▸ TASK OBJECTIVE:
Your reply should be the whole listing, copied exactly, with the pictures left out.

▸ EXTRACTED DATA:
____

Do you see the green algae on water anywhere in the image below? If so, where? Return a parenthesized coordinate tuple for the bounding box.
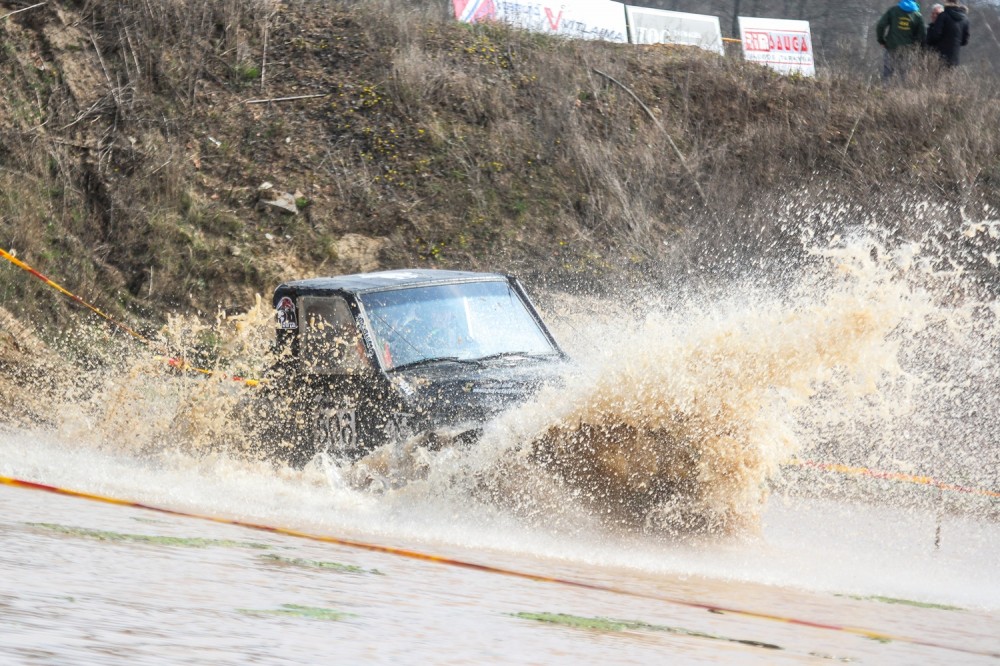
(240, 604, 357, 622)
(28, 523, 271, 550)
(258, 553, 383, 575)
(838, 594, 963, 611)
(512, 612, 782, 650)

____

▸ YOUR SOLUTION:
Do you see the green algae on water anywhere in the image below? If so, where? Return a parenthesized coordinate tuple for the bounding box.
(240, 604, 357, 622)
(28, 523, 271, 550)
(258, 553, 383, 575)
(838, 594, 963, 611)
(512, 612, 782, 650)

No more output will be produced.